- [Aim]
Count the lines below that contain the string "fence", and give only that number.

===== Stored rows =====

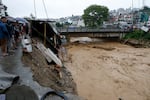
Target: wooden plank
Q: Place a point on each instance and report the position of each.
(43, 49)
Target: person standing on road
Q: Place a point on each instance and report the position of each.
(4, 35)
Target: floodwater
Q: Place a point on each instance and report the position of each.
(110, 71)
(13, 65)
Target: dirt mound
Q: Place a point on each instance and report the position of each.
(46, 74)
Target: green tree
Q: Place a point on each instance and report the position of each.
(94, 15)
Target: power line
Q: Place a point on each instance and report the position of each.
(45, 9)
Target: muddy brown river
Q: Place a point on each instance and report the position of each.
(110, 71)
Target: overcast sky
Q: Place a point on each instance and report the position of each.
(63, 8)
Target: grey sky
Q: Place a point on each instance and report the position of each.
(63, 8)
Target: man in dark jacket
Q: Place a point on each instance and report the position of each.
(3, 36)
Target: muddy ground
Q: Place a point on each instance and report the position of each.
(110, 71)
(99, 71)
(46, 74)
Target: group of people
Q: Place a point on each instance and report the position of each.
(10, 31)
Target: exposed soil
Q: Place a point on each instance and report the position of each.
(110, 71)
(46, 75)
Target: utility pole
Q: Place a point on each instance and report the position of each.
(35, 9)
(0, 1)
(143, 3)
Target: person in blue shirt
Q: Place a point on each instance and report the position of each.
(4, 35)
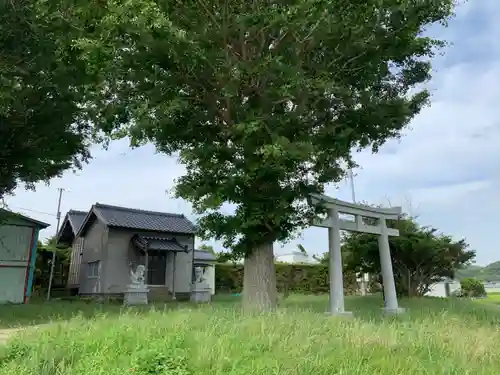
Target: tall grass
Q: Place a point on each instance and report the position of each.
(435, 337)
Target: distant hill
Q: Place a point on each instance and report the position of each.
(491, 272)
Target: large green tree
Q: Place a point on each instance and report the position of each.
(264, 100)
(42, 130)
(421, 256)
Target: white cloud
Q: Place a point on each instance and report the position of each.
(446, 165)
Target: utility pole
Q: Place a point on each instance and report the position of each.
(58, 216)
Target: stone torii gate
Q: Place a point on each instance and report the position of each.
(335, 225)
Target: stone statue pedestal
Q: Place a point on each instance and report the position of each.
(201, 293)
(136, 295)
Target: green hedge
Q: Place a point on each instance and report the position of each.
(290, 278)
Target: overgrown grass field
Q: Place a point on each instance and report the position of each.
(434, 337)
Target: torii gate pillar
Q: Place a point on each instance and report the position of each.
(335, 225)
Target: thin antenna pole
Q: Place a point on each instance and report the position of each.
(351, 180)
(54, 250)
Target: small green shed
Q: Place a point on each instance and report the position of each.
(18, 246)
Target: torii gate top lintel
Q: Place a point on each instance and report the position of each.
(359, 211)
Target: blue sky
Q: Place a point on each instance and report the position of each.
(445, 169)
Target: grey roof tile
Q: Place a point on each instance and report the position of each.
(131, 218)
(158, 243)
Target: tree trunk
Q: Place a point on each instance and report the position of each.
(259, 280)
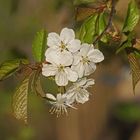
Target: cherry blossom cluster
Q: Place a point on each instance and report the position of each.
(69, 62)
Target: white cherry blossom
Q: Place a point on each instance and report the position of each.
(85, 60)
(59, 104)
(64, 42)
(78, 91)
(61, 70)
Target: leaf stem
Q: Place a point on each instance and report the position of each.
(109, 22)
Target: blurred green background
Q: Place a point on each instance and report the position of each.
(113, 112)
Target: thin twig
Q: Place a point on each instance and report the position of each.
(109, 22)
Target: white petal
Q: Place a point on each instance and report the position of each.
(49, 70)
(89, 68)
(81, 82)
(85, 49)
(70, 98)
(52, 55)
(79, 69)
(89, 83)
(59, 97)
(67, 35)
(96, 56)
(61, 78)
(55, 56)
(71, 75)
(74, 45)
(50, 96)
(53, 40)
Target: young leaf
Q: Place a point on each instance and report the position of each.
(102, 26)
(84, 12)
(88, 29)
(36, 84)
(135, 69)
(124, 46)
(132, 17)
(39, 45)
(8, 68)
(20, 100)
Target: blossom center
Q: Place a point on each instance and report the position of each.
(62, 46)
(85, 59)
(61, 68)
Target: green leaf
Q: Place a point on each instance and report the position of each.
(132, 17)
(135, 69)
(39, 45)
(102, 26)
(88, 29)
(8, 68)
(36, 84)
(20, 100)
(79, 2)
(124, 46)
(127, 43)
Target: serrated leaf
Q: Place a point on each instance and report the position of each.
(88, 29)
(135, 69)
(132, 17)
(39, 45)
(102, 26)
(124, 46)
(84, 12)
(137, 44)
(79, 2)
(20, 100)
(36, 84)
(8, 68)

=====
===== Stored rows =====

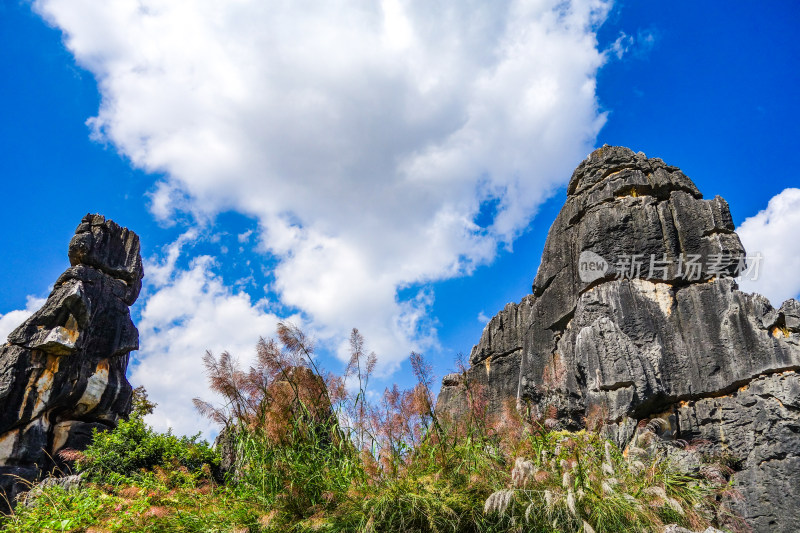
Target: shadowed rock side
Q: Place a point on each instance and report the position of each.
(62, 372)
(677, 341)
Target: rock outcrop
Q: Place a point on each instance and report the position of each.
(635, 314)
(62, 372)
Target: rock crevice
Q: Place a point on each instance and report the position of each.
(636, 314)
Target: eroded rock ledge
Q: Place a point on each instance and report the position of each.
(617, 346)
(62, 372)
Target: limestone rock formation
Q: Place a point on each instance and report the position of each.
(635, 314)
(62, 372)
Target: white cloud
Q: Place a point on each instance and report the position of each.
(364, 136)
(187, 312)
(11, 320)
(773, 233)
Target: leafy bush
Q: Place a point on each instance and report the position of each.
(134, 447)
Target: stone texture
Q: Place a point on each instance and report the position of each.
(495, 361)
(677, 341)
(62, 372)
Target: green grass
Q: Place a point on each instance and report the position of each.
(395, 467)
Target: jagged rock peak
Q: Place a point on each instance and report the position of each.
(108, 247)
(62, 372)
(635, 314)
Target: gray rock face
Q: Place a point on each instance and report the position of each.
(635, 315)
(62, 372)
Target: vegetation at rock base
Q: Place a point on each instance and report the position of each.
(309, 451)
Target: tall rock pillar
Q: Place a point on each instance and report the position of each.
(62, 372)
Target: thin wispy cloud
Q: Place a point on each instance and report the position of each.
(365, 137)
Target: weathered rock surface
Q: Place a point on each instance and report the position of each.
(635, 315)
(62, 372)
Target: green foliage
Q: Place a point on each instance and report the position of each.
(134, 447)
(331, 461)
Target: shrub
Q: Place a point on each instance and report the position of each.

=====
===== Stored rows =====

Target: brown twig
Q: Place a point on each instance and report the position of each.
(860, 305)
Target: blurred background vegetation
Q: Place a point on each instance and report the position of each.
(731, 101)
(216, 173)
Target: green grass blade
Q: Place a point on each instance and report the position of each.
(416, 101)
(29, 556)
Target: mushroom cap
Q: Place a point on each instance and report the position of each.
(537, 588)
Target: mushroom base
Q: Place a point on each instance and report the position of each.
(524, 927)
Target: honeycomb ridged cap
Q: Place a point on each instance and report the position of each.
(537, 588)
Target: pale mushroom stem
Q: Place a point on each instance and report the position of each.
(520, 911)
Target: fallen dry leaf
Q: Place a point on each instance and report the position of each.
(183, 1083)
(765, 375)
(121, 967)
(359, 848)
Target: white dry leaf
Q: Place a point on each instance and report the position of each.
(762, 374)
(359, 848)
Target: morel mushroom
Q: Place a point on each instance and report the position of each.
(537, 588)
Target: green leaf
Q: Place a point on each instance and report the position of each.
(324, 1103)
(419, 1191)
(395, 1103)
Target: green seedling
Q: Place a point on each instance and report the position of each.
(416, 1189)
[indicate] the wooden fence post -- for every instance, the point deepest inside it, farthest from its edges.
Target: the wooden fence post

=====

- [Finished task]
2